**What to produce**
Starting at the line that contains "# label each instance of the evergreen", transcribe every remaining line of the entries exactly, including the last one.

**Available data**
- - - -
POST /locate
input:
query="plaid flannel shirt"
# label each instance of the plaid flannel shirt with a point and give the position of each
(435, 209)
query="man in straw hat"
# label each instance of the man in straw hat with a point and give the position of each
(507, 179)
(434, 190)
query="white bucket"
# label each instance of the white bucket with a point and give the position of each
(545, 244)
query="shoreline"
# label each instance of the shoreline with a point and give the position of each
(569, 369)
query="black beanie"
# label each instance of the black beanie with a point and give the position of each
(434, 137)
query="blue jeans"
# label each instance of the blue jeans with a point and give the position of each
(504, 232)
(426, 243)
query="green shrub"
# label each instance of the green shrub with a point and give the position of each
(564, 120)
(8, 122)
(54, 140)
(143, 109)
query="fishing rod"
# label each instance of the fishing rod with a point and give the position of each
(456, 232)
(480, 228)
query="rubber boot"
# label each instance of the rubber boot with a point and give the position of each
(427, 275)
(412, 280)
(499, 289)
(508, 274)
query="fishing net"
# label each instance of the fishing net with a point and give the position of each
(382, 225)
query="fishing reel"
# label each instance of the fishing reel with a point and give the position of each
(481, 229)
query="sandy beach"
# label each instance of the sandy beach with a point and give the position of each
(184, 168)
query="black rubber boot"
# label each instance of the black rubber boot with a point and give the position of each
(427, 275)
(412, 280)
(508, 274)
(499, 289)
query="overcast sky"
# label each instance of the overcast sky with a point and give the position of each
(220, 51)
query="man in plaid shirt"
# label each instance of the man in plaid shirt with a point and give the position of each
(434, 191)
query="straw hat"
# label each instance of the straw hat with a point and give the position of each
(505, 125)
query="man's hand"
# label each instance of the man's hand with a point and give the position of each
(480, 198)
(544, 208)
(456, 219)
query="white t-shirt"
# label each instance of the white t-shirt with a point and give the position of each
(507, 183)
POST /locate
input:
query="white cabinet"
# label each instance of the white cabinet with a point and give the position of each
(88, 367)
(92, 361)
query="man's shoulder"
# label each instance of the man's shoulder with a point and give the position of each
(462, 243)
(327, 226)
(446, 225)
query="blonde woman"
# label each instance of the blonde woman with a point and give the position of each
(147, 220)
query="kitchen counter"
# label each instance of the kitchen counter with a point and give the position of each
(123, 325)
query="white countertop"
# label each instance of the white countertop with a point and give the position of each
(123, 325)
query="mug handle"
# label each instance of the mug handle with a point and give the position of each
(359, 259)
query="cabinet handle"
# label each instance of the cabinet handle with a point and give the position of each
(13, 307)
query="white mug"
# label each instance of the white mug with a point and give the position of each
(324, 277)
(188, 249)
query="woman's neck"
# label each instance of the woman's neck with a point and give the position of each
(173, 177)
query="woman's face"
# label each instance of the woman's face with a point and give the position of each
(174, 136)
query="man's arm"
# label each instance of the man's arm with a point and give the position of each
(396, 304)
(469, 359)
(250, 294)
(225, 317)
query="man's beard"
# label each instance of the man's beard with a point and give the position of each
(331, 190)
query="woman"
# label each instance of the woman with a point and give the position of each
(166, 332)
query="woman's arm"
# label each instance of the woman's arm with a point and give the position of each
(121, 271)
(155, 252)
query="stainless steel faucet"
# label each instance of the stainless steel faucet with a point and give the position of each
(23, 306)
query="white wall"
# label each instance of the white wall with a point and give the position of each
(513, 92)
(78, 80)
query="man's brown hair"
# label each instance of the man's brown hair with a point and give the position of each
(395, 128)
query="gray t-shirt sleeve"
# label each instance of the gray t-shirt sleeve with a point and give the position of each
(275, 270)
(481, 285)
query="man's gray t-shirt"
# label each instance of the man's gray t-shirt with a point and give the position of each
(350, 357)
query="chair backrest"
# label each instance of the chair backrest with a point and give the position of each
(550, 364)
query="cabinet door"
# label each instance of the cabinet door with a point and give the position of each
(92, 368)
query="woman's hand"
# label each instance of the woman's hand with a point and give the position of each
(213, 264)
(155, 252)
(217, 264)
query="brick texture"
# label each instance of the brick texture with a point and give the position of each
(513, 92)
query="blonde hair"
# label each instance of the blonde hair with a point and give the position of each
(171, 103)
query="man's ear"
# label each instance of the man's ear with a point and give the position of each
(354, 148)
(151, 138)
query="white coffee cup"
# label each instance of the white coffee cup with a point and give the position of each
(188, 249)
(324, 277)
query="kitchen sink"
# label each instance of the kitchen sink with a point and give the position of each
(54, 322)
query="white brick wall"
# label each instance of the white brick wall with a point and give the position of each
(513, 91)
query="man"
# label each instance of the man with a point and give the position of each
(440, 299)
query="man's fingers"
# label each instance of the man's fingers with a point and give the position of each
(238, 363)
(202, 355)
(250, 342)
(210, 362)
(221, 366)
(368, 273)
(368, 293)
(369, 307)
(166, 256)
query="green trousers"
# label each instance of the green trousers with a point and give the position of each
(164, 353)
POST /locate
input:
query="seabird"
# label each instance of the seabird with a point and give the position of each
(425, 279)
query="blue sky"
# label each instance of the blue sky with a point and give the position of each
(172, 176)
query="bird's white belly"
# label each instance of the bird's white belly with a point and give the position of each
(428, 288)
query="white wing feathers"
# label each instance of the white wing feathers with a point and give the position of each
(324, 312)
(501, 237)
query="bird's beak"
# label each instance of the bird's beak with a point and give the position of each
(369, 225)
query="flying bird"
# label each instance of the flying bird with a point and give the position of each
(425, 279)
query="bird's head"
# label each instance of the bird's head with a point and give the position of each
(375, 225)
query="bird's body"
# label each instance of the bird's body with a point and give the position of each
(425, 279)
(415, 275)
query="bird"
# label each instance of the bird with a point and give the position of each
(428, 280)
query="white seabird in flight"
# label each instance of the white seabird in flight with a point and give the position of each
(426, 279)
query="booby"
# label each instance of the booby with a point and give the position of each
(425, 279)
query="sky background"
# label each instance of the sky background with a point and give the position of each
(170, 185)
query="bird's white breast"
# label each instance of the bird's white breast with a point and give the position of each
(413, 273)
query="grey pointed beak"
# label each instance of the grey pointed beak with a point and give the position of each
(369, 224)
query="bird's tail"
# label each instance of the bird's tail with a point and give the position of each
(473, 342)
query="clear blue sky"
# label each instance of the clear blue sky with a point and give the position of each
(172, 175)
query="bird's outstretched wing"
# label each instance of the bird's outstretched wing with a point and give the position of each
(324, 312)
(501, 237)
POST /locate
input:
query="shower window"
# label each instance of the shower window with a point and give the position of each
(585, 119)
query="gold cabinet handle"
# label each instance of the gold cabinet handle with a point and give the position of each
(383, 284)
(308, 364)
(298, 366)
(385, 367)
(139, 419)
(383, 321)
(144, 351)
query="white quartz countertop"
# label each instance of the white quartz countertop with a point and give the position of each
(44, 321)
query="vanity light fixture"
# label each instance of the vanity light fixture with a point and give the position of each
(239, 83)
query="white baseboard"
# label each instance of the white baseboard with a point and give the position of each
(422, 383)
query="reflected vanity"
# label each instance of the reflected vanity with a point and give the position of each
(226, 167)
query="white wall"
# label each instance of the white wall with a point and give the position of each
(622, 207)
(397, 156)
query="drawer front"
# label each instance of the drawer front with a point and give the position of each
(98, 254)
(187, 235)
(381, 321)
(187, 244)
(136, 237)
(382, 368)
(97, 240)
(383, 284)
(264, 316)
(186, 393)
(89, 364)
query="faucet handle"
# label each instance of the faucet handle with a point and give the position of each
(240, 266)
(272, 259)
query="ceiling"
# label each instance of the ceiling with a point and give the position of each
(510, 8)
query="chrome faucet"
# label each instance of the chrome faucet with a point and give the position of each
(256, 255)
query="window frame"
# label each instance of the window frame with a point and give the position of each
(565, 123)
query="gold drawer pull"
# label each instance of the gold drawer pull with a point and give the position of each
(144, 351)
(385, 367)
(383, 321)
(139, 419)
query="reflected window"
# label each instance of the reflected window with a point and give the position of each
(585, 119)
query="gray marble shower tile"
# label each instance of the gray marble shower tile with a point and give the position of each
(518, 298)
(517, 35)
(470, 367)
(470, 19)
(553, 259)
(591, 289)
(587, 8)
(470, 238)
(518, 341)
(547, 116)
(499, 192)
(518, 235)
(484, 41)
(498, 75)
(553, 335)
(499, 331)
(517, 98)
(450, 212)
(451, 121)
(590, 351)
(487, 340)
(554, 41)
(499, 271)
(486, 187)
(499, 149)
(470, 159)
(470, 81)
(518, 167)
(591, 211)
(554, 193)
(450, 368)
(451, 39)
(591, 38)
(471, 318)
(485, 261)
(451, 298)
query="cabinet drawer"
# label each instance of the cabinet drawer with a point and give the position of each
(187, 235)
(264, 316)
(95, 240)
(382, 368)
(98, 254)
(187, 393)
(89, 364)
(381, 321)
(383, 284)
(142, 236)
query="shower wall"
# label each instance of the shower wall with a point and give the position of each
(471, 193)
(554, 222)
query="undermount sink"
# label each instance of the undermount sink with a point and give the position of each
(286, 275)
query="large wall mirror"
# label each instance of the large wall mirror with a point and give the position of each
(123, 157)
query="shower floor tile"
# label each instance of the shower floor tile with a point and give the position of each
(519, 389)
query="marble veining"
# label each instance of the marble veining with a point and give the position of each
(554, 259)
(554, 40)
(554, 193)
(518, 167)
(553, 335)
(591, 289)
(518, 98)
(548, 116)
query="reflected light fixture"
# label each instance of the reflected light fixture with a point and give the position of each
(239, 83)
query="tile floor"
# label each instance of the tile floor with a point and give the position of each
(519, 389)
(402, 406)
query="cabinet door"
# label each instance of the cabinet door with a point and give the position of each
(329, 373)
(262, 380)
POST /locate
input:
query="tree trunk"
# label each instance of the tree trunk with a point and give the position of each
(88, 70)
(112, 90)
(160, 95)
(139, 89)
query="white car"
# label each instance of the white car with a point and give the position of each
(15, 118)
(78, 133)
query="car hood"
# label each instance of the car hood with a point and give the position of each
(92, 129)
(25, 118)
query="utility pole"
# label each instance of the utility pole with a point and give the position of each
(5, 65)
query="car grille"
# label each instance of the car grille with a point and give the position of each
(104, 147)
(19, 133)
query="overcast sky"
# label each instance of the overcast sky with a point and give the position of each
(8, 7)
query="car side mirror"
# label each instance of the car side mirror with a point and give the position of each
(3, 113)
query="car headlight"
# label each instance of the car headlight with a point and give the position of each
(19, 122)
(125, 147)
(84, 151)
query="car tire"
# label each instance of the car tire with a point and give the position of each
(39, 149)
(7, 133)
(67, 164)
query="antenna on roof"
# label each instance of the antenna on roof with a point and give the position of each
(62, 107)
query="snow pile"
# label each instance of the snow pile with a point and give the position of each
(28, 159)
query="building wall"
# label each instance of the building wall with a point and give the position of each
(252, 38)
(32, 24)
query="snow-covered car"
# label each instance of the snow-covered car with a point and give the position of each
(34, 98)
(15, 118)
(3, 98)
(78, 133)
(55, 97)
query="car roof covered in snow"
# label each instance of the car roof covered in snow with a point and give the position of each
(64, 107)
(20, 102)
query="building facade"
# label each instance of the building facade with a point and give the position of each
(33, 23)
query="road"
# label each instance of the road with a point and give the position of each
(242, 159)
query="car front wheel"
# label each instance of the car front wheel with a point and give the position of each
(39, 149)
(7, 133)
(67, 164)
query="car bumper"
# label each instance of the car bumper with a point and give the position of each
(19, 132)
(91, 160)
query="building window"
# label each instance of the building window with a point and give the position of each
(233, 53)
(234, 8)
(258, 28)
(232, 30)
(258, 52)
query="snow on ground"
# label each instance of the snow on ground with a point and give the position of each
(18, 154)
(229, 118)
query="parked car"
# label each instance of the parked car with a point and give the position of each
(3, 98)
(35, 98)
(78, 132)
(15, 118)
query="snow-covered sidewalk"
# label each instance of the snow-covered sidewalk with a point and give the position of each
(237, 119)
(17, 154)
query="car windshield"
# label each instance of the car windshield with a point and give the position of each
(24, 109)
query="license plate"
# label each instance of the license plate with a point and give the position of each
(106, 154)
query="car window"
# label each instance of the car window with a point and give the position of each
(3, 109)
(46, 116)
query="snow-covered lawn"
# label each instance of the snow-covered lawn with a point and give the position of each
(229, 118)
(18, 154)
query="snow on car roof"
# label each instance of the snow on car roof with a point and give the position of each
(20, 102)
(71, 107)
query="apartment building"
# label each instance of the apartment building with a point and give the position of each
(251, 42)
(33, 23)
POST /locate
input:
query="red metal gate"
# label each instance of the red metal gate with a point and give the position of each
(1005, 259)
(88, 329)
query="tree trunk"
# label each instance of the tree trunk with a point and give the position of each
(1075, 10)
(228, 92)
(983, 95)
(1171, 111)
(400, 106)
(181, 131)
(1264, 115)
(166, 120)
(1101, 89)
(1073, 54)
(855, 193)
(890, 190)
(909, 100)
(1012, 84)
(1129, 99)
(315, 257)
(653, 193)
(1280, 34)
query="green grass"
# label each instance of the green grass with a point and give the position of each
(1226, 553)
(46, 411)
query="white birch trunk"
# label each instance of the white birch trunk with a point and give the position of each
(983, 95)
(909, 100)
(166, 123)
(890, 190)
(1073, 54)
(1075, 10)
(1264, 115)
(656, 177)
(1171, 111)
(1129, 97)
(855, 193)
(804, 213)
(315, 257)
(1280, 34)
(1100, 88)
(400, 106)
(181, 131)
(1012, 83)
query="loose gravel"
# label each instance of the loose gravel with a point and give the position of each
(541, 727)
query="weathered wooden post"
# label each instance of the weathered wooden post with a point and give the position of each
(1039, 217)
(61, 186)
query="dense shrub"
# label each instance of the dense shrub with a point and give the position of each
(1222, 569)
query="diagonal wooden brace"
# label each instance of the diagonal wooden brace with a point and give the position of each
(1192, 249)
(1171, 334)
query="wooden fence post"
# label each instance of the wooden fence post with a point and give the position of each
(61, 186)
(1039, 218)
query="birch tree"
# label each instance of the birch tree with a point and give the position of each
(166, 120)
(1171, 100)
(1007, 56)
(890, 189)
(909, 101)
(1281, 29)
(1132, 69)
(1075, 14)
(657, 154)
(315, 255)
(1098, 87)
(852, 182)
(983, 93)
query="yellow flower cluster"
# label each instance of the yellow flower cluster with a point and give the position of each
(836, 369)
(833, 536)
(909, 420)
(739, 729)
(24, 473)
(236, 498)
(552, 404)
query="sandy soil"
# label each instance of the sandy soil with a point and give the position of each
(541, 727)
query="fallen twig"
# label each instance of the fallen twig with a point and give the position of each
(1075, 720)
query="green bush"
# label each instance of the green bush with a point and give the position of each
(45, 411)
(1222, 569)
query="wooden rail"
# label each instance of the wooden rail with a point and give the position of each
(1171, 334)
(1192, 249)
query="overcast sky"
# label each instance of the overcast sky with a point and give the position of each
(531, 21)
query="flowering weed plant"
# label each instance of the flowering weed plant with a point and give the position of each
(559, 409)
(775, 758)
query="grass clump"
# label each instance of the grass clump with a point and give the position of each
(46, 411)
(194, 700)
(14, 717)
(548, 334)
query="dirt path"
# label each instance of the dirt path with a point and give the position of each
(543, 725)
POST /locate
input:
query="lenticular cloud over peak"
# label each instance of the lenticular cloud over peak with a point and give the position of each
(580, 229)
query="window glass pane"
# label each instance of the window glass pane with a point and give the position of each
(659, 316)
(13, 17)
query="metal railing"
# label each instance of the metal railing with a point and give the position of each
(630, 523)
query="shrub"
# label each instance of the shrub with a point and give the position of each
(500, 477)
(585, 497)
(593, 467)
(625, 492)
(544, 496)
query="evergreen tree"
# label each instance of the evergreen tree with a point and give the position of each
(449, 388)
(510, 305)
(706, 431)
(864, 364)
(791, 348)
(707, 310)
- - - -
**Solution to this problem**
# label each instance of the evergreen tree with a point and give the position of each
(449, 388)
(510, 305)
(706, 431)
(864, 364)
(791, 348)
(707, 310)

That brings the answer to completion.